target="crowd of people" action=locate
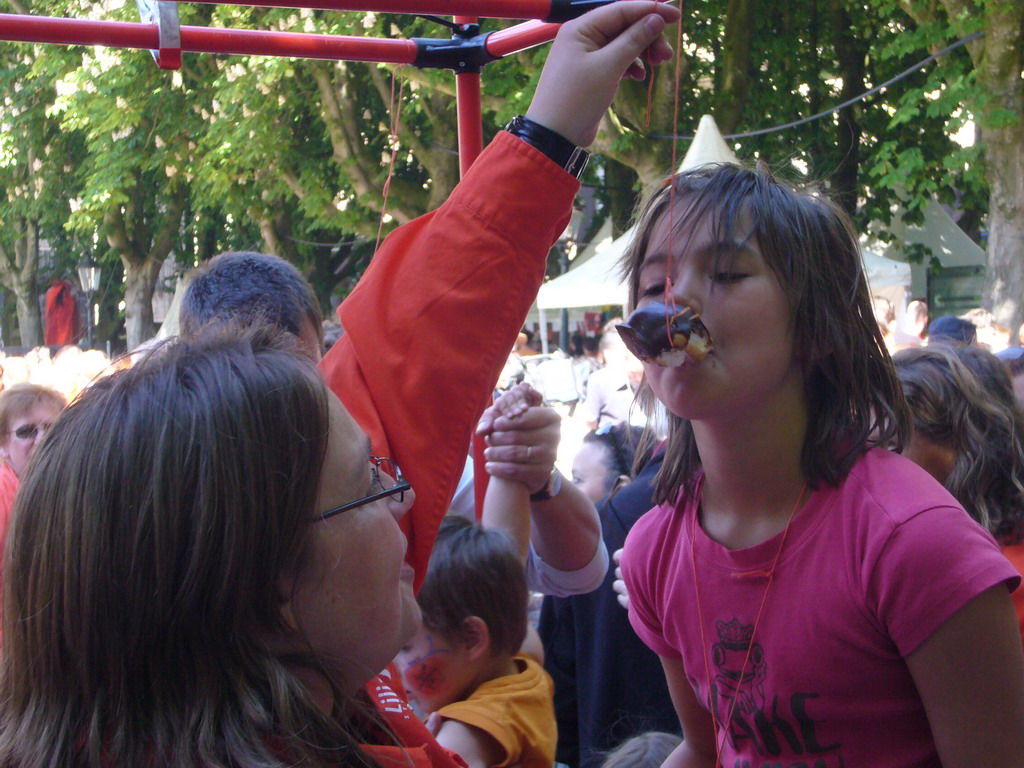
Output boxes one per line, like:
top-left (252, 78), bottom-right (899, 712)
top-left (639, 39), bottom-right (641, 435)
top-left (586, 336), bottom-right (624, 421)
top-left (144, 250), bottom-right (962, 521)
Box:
top-left (0, 0), bottom-right (1024, 768)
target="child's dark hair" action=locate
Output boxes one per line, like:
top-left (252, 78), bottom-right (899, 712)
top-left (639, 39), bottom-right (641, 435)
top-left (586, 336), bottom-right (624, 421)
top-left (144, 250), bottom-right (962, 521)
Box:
top-left (601, 731), bottom-right (683, 768)
top-left (416, 515), bottom-right (528, 654)
top-left (623, 164), bottom-right (906, 504)
top-left (583, 422), bottom-right (651, 494)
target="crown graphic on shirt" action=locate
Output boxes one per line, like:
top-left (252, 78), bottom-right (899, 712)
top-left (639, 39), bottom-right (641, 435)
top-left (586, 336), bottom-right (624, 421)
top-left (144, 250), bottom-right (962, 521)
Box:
top-left (715, 618), bottom-right (754, 650)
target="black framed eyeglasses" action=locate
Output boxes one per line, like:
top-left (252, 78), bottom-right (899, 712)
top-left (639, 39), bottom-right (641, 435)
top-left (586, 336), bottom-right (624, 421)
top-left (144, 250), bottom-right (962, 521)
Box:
top-left (313, 456), bottom-right (413, 522)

____

[Требования] Оформите отрезок от начала записей до строки с «top-left (0, 0), bottom-right (1024, 768)» включительно как таблицу Markdown со столбцами «Номер» и «Строка», пустые строки пропустите. Изображения в ответ не включайте.

[Верный результат]
| Номер | Строка |
|---|---|
| 1 | target="crowd of people" action=locate |
| 2 | Output boxes one per line, like: |
| 3 | top-left (252, 78), bottom-right (899, 712) |
| 4 | top-left (639, 39), bottom-right (641, 435) |
| 5 | top-left (586, 336), bottom-right (624, 421) |
| 6 | top-left (144, 250), bottom-right (962, 521) |
| 7 | Box: |
| 8 | top-left (0, 0), bottom-right (1024, 768) |